§ **Written task**
Can you copy the listing below word for word, starting at the line that contains "Find the stupa" and ending with the listing's last line?

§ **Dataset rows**
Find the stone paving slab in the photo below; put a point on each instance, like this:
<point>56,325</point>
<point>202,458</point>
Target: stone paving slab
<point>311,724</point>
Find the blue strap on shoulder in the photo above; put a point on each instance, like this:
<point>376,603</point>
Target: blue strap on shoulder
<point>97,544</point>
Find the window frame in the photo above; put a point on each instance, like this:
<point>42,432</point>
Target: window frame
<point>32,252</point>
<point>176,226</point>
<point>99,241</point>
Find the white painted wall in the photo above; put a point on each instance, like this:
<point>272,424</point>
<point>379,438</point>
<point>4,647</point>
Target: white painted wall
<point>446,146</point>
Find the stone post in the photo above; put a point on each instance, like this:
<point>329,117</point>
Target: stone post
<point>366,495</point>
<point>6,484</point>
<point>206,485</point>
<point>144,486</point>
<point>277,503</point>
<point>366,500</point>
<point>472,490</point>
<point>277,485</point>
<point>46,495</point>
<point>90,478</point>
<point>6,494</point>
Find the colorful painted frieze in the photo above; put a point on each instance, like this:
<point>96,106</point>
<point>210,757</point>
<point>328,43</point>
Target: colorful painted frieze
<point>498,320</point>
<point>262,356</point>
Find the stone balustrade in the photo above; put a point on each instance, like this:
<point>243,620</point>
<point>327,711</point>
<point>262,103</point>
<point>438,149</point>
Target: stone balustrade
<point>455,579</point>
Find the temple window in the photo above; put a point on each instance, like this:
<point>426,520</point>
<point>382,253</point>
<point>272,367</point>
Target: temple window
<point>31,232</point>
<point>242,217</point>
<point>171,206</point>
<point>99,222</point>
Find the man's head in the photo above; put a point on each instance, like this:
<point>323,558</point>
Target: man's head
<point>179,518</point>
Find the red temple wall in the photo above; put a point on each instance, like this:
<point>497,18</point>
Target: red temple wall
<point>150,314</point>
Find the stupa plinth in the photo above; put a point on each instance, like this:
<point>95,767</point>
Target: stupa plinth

§ **The reply**
Find the stupa plinth in the photo above; put a point on each instance, like this:
<point>95,767</point>
Target: stupa plinth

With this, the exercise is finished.